## Page text
####

Confused about AWS pricing models? You’ve come to the right place!
Amazon Web Services (AWS) is the world’s leading cloud platform, with over 1 million users across 190 countries. Offering a wide variety of cloud services, it caters to almost every possible workload, including secured networking, virtual servers, databases, big data processing, object storage, AI/ML, and so on. AWS provides you with all the IT resources on an On-Demand basis with a flexible pay-as-you-go pricing scheme.
As of 2021, AWS offers a virtual data center spanning across 25 regions (with more coming) and edge locations running over 200 products and services.
Most companies find AWS-based cloud computing attractive for three main reasons: unlimited scaling and capacity, affordability and flexibility, and ease of use. The company compares their services with utility services, meaning customers are billed for the time and capacity they’re using. This makes a huge difference for capital and operational IT expenditures of a company. On one hand, the Capex is gone as all the resources are supplied by AWS. On the other hand, Opex is shortened based on the usage only. There’s no waiting time to reach a break-even point, or recoup an initial cost.
Yet when it comes to managing large, diverse IT infrastructures in AWS, even the most competent IT operations team will struggle without a cost management strategy in place. Modern distributed applications often use several different services, which naturally creates some complexity in billing (and often surprisingly high charges).

####

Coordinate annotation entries
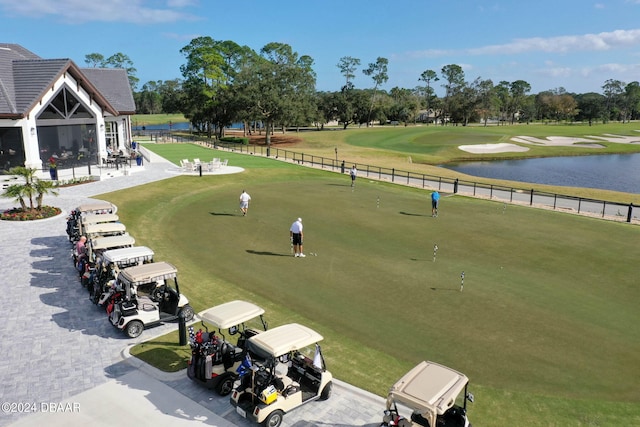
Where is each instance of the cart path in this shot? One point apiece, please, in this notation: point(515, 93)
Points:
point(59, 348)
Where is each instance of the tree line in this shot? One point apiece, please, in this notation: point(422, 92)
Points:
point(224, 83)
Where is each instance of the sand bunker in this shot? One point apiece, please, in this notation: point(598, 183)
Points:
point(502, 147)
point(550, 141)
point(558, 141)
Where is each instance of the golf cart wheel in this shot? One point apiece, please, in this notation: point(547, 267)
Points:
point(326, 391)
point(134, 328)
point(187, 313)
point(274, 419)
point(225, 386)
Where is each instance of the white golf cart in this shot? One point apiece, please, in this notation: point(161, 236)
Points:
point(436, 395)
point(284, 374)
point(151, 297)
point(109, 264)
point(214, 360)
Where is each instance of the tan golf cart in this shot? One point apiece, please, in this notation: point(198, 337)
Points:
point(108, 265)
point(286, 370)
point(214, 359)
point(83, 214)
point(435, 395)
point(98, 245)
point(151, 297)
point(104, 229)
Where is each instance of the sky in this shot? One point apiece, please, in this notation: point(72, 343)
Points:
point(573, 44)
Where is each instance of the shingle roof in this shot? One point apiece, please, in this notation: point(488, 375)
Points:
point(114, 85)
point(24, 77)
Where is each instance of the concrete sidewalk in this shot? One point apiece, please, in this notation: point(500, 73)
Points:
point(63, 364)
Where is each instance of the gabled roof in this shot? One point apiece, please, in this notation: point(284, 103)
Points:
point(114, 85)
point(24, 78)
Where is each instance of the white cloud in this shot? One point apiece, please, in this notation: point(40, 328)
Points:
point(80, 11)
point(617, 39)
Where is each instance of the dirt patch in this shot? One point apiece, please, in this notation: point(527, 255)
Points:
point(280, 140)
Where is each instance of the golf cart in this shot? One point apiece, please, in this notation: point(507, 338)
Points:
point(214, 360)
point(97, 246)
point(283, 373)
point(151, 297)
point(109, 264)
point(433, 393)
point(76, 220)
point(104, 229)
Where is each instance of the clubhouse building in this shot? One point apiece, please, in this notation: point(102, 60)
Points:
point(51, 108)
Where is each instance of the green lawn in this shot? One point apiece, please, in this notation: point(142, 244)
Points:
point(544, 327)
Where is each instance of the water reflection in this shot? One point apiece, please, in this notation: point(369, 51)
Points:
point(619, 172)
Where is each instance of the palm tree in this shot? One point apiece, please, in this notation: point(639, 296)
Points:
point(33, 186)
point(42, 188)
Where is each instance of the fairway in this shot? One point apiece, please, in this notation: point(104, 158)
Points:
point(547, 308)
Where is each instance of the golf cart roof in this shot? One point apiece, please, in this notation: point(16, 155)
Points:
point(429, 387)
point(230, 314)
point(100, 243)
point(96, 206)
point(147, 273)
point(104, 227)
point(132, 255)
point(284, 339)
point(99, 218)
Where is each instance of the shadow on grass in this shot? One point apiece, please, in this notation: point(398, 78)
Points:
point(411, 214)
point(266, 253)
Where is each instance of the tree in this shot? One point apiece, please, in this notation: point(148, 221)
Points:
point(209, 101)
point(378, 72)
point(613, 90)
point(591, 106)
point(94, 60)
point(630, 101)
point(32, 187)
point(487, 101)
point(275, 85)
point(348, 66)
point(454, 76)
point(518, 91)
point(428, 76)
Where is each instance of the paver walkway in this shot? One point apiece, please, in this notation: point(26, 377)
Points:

####

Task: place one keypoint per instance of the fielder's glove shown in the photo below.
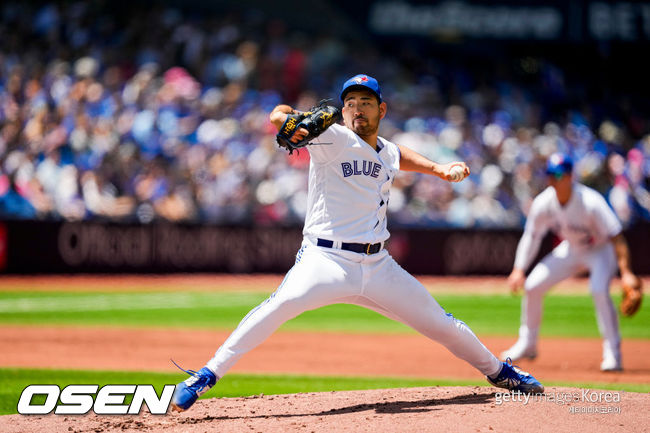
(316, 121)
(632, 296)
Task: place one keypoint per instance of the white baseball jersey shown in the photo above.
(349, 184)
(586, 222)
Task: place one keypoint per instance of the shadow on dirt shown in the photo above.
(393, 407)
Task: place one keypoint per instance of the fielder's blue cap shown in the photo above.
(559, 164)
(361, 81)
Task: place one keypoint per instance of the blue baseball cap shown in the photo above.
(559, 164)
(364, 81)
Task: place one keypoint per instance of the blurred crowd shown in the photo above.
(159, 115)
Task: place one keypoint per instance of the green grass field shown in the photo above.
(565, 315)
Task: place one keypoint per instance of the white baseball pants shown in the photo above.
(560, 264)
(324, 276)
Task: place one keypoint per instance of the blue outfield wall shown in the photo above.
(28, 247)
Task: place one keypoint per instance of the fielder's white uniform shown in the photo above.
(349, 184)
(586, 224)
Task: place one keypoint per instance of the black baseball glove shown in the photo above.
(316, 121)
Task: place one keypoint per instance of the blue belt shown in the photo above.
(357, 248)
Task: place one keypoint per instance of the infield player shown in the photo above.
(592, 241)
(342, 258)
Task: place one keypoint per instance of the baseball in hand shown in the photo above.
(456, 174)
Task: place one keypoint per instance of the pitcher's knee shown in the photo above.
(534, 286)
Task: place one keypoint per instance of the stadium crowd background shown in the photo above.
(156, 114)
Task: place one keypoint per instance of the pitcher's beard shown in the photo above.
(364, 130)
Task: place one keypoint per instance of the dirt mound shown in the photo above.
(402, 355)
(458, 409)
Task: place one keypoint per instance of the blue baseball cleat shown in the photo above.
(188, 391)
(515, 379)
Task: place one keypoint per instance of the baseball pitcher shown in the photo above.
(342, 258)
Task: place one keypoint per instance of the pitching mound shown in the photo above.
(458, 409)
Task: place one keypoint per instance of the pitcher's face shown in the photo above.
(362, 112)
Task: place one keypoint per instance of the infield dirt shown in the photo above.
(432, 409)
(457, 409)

####

## Set problem 1
In the AWS pricing text, how many regions did AWS's virtual data center span as of 2021?
## Set problem 2
Return the part of the AWS pricing text from "Confused about AWS" up to and including "products and services.".

## Exercise solution 1
25 regions, with more coming.

## Exercise solution 2
Confused about AWS pricing models? You’ve come to the right place!
Amazon Web Services (AWS) is the world’s leading cloud platform, with over 1 million users across 190 countries. Offering a wide variety of cloud services, it caters to almost every possible workload, including secured networking, virtual servers, databases, big data processing, object storage, AI/ML, and so on. AWS provides you with all the IT resources on an On-Demand basis with a flexible pay-as-you-go pricing scheme.
As of 2021, AWS offers a virtual data center spanning across 25 regions (with more coming) and edge locations running over 200 products and services.